§ EXERCISE BRIEF
From the line with "mark: crumpled cardboard" to the final line of the records, reproduce every line exactly and only those lines.

#####

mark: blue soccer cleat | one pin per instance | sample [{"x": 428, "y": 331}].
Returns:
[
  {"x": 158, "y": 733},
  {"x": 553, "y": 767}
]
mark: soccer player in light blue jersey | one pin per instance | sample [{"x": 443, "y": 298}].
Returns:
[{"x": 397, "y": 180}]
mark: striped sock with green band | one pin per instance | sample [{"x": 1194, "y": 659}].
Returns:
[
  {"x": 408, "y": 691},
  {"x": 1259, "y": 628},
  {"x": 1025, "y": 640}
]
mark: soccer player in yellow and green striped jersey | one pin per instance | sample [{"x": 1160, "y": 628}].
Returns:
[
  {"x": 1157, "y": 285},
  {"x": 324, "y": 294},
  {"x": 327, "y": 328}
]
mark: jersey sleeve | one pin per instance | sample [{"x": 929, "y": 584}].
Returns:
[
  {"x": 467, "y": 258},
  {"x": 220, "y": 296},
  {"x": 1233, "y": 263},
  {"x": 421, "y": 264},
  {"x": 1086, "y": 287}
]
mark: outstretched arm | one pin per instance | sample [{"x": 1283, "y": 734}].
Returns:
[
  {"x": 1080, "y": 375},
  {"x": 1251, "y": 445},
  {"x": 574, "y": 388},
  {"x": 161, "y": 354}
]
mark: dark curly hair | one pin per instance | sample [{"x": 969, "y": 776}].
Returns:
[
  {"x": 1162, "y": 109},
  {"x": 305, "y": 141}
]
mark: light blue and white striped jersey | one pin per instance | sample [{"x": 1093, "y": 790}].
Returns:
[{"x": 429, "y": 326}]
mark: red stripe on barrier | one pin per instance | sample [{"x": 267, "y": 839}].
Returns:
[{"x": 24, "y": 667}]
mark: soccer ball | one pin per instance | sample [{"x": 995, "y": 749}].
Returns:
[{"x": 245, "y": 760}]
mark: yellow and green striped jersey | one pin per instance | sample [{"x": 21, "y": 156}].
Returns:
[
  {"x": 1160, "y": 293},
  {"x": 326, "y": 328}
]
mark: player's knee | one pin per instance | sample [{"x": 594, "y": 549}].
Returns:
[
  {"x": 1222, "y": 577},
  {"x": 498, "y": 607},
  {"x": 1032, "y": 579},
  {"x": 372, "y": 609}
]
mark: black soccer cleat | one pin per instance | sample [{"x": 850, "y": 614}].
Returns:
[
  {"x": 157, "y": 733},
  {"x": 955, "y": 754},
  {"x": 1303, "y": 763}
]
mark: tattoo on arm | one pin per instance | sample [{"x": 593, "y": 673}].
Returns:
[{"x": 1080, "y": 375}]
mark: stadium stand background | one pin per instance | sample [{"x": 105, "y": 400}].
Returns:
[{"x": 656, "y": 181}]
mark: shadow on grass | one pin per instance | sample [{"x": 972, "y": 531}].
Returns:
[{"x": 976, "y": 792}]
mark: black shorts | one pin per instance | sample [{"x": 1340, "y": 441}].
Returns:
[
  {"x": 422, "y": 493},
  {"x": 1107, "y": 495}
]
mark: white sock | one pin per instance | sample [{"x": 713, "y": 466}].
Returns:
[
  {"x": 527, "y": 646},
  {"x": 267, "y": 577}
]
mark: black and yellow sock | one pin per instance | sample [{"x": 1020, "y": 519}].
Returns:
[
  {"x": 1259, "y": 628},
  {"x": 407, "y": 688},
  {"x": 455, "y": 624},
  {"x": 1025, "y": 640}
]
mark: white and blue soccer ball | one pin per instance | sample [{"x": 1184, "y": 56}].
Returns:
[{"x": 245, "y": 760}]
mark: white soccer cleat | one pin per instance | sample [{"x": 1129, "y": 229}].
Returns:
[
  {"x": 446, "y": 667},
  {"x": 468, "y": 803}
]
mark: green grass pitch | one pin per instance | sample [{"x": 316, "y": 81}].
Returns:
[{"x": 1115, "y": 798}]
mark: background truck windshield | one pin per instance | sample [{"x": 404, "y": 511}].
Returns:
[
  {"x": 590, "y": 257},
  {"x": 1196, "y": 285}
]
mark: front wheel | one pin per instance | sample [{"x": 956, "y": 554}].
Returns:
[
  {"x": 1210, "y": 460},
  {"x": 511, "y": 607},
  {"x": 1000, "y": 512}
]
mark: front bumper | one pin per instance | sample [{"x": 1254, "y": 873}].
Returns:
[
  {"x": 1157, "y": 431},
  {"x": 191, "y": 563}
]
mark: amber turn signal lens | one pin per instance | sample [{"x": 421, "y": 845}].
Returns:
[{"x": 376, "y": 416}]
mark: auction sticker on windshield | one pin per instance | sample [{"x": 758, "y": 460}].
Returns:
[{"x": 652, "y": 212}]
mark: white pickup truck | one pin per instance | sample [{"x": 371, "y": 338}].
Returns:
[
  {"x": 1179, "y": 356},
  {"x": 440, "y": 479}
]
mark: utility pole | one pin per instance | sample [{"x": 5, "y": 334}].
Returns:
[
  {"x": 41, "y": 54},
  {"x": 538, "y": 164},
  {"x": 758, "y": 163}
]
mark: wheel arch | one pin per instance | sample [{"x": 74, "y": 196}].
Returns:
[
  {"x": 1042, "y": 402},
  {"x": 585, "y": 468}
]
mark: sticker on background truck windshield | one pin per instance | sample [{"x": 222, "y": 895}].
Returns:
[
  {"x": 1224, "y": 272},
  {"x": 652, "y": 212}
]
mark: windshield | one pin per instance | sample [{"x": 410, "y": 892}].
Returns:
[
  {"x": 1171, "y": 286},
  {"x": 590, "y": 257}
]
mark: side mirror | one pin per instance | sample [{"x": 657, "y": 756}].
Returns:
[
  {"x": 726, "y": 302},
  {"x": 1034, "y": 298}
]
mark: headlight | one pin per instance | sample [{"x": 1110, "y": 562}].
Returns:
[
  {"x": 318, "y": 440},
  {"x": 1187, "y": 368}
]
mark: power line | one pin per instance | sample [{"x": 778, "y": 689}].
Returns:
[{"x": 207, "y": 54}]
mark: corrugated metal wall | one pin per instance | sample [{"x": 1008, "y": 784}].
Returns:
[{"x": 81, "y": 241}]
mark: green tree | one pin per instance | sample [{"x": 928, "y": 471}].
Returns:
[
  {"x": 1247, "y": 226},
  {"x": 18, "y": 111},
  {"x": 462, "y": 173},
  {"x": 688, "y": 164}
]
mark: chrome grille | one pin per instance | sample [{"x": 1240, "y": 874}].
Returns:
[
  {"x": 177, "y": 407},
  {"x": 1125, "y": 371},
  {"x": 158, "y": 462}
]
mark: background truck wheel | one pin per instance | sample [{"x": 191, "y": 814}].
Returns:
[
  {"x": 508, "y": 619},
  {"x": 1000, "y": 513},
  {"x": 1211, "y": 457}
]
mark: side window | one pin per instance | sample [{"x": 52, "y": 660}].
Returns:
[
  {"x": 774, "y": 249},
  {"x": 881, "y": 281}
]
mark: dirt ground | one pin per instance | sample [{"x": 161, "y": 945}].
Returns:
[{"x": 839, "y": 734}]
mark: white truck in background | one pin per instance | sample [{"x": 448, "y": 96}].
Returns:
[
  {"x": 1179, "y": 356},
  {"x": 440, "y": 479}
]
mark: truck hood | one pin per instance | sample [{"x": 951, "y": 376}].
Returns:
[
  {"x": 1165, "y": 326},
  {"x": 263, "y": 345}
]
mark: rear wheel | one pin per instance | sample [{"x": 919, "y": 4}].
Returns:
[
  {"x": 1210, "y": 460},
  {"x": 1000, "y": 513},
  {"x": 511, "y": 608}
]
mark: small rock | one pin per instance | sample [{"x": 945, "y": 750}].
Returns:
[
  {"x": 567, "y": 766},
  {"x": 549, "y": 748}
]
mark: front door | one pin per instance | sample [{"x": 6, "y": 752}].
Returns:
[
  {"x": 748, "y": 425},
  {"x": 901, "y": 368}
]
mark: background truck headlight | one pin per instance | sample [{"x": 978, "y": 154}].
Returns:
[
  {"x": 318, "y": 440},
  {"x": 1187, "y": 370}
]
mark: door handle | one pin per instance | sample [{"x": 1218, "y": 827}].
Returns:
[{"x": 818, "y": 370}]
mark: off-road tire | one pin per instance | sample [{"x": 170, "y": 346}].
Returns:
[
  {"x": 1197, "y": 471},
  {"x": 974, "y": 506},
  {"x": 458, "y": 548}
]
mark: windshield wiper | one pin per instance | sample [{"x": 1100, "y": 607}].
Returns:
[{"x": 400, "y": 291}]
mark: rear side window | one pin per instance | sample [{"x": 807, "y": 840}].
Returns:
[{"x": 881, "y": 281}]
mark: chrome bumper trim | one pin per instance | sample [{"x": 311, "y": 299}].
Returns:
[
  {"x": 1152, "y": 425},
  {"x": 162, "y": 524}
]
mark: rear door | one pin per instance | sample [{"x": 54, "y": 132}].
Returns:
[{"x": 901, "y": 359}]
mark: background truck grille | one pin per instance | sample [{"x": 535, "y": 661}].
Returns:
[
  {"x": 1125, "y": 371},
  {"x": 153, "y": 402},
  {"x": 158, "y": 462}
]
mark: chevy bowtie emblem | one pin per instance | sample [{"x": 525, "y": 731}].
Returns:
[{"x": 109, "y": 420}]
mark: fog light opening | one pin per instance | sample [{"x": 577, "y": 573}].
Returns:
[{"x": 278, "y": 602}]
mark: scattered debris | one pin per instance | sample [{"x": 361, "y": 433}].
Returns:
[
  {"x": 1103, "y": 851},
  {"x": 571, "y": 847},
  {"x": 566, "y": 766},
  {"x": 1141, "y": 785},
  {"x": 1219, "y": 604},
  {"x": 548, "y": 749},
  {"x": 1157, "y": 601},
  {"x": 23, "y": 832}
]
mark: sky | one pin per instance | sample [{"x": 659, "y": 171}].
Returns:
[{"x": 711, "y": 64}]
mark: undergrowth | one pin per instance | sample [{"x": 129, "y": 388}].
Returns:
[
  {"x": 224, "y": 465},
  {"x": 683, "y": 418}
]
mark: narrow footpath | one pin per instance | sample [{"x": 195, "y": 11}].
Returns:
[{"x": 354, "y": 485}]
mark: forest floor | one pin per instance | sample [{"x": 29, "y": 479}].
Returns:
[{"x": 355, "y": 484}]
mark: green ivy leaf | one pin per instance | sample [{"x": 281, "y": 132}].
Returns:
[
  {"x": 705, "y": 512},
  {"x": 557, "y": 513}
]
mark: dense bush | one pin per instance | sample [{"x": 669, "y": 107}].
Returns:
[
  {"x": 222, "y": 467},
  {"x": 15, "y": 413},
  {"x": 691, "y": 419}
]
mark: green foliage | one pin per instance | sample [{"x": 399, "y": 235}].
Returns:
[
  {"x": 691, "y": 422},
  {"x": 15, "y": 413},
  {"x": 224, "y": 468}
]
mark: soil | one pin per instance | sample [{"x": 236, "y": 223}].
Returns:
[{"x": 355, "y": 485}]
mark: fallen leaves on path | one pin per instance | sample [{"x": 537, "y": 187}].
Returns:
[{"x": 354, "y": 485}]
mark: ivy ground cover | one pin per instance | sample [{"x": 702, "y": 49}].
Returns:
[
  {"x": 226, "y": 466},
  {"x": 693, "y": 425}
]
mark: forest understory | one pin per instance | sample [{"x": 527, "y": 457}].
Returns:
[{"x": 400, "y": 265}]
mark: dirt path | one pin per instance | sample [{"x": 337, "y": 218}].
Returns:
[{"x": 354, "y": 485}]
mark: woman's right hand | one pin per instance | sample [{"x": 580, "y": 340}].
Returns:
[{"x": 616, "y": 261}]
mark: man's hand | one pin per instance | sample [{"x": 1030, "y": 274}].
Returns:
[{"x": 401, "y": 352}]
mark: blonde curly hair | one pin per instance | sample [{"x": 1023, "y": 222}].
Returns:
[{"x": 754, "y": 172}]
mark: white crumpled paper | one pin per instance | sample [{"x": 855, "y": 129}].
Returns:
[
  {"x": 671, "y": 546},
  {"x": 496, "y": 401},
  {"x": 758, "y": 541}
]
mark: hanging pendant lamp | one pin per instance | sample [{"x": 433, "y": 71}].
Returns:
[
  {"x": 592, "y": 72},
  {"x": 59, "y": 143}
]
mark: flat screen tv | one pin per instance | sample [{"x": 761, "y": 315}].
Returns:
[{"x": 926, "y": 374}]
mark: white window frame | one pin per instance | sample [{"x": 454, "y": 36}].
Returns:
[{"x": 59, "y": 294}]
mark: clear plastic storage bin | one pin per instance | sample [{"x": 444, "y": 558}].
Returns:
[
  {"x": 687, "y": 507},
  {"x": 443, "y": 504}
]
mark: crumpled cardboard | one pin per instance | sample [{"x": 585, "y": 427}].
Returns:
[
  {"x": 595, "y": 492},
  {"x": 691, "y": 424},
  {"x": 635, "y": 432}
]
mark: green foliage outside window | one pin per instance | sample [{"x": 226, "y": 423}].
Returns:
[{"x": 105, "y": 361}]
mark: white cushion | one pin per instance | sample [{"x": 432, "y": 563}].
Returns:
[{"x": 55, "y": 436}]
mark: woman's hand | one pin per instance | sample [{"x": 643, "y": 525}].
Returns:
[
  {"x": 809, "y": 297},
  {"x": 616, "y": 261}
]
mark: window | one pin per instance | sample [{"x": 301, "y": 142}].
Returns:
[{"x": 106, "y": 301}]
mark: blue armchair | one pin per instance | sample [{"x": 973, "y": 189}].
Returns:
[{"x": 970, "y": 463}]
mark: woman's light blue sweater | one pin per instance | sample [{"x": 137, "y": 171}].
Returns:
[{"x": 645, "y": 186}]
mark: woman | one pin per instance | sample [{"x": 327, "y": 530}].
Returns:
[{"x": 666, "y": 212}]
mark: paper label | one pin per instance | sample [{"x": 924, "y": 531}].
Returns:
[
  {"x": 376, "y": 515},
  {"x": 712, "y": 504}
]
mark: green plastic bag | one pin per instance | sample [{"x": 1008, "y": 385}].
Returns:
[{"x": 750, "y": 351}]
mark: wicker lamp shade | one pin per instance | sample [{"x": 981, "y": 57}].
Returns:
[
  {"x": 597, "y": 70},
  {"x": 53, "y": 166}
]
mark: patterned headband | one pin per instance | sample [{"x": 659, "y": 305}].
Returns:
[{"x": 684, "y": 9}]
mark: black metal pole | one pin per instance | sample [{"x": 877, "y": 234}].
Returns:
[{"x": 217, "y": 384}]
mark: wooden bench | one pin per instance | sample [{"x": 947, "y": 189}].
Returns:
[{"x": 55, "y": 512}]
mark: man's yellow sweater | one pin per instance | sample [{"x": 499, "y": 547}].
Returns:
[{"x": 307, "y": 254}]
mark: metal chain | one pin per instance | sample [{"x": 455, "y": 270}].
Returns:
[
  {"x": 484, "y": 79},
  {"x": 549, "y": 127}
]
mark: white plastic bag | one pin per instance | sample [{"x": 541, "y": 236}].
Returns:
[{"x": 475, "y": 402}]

#####

§ CORRECT RESPONSE
mark: crumpled cardboard | one pin per instance | sample [{"x": 585, "y": 427}].
Returns:
[
  {"x": 595, "y": 492},
  {"x": 691, "y": 424},
  {"x": 635, "y": 432}
]
mark: green foliage outside window | one pin per instance | sample [{"x": 226, "y": 423}].
Returns:
[{"x": 105, "y": 361}]
mark: white cushion | one pin per instance | sample [{"x": 432, "y": 563}].
Returns:
[{"x": 55, "y": 436}]
mark: woman's hand | one pin per instance | sample [{"x": 643, "y": 525}].
Returns:
[
  {"x": 809, "y": 297},
  {"x": 616, "y": 261}
]
mark: window | one pin per instance | sample [{"x": 301, "y": 142}].
Returns:
[{"x": 106, "y": 301}]
mark: blue armchair | one pin per instance | sample [{"x": 973, "y": 189}].
Returns:
[{"x": 970, "y": 463}]
mark: woman's light blue sweater | one pin per instance | sample [{"x": 137, "y": 171}].
Returns:
[{"x": 645, "y": 186}]
mark: woman | one pin per instance | sample [{"x": 327, "y": 530}].
Returns:
[{"x": 666, "y": 212}]
mark: paper label | one pin per instance | sample [{"x": 924, "y": 531}].
Returns:
[
  {"x": 376, "y": 515},
  {"x": 712, "y": 504}
]
mark: green plastic bag | one pin per instance | sample [{"x": 1008, "y": 385}].
Returns:
[{"x": 750, "y": 351}]
mark: wicker lamp shade | one pin per instance | sample [{"x": 981, "y": 57}].
Returns:
[
  {"x": 597, "y": 70},
  {"x": 53, "y": 166}
]
mark: patterned headband | one pin per instance | sample [{"x": 659, "y": 305}].
Returns:
[{"x": 684, "y": 9}]
mark: black metal pole | one pin per instance | sample [{"x": 877, "y": 234}].
Returns:
[{"x": 217, "y": 384}]
mark: wooden bench | one pin per instance | sample [{"x": 947, "y": 189}].
Returns:
[{"x": 55, "y": 512}]
mark: man's yellow sweater | one pin per instance | sample [{"x": 499, "y": 547}].
Returns:
[{"x": 307, "y": 254}]
mark: metal chain | one pin per instance | sample [{"x": 455, "y": 270}].
Returns:
[
  {"x": 484, "y": 79},
  {"x": 549, "y": 127}
]
mark: white plastic bag | one pin per instance | sample [{"x": 541, "y": 236}].
Returns:
[{"x": 475, "y": 402}]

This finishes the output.